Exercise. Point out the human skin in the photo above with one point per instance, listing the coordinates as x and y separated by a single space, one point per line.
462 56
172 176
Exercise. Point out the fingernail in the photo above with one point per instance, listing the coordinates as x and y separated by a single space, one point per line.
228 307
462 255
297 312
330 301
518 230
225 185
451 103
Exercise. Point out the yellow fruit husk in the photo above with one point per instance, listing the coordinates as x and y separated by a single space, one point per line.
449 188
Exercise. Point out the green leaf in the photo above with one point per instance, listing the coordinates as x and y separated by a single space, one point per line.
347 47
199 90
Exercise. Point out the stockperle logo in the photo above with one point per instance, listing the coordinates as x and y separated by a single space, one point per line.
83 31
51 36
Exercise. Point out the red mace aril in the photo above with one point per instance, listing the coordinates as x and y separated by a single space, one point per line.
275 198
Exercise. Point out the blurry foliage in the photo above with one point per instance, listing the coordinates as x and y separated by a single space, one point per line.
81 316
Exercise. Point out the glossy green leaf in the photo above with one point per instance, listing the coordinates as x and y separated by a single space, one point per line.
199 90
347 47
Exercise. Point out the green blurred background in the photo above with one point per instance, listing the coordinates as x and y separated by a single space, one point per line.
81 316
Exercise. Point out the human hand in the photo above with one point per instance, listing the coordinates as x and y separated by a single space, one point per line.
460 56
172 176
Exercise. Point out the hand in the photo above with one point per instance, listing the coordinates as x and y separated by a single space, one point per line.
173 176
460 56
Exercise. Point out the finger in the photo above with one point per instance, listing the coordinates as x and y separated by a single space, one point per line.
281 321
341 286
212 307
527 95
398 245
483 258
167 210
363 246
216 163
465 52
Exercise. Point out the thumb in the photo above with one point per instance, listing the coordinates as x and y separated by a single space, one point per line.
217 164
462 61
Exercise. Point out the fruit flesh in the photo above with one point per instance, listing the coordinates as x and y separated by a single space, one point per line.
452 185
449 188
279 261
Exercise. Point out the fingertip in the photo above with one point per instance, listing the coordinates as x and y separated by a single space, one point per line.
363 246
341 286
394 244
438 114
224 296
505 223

...

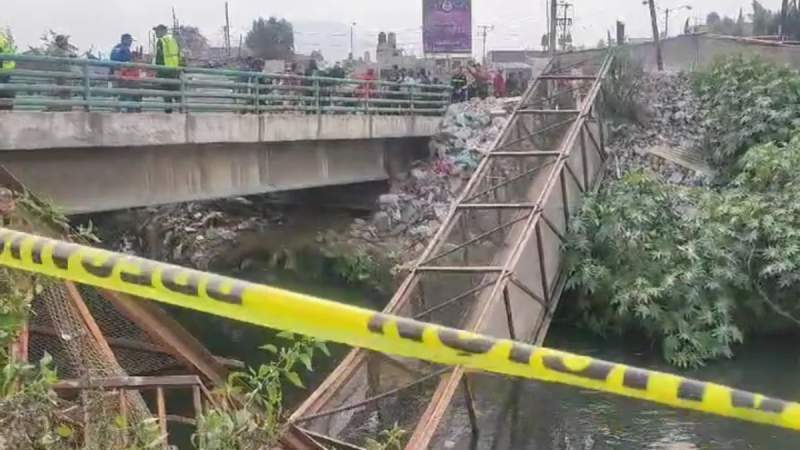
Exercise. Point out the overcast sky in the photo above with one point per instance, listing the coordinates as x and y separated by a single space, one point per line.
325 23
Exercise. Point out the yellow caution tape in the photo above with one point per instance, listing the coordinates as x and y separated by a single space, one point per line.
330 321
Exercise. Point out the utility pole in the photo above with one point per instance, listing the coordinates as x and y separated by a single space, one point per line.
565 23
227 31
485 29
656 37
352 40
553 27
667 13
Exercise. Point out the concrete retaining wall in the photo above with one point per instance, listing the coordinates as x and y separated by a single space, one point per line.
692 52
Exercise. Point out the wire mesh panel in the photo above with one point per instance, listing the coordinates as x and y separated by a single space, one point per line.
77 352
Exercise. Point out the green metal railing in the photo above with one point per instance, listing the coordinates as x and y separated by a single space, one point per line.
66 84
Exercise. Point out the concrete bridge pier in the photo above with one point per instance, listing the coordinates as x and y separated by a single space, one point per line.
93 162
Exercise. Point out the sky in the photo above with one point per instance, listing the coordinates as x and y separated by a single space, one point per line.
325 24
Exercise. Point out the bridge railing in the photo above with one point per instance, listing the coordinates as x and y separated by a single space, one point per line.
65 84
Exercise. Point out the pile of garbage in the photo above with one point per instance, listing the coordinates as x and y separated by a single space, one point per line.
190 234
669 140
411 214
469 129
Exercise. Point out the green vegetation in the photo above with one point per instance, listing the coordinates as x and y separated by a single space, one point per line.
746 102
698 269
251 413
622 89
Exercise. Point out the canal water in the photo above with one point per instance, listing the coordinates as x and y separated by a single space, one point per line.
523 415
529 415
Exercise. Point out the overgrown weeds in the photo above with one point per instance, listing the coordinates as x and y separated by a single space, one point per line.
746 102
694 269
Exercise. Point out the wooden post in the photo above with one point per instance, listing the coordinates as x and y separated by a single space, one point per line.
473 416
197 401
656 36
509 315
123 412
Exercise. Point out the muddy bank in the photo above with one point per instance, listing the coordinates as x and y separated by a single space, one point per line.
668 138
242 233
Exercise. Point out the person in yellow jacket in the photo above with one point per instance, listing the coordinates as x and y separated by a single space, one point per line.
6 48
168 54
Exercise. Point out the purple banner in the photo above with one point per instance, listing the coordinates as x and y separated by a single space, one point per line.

▶ [Challenge]:
Pull out every line of the items above that contains the word "concrete", matching case exactly.

▶ [Answer to the exercise]:
Exercise. Point out the concrete retaining wall in the photo above with one point per instance, listing the coordinates as x and y separated by a single space, one point per line.
Exercise. Point out the concrete bridge pier in the photo above with one point per instance, listing the coordinates as x and y separated by a single space, one point per line.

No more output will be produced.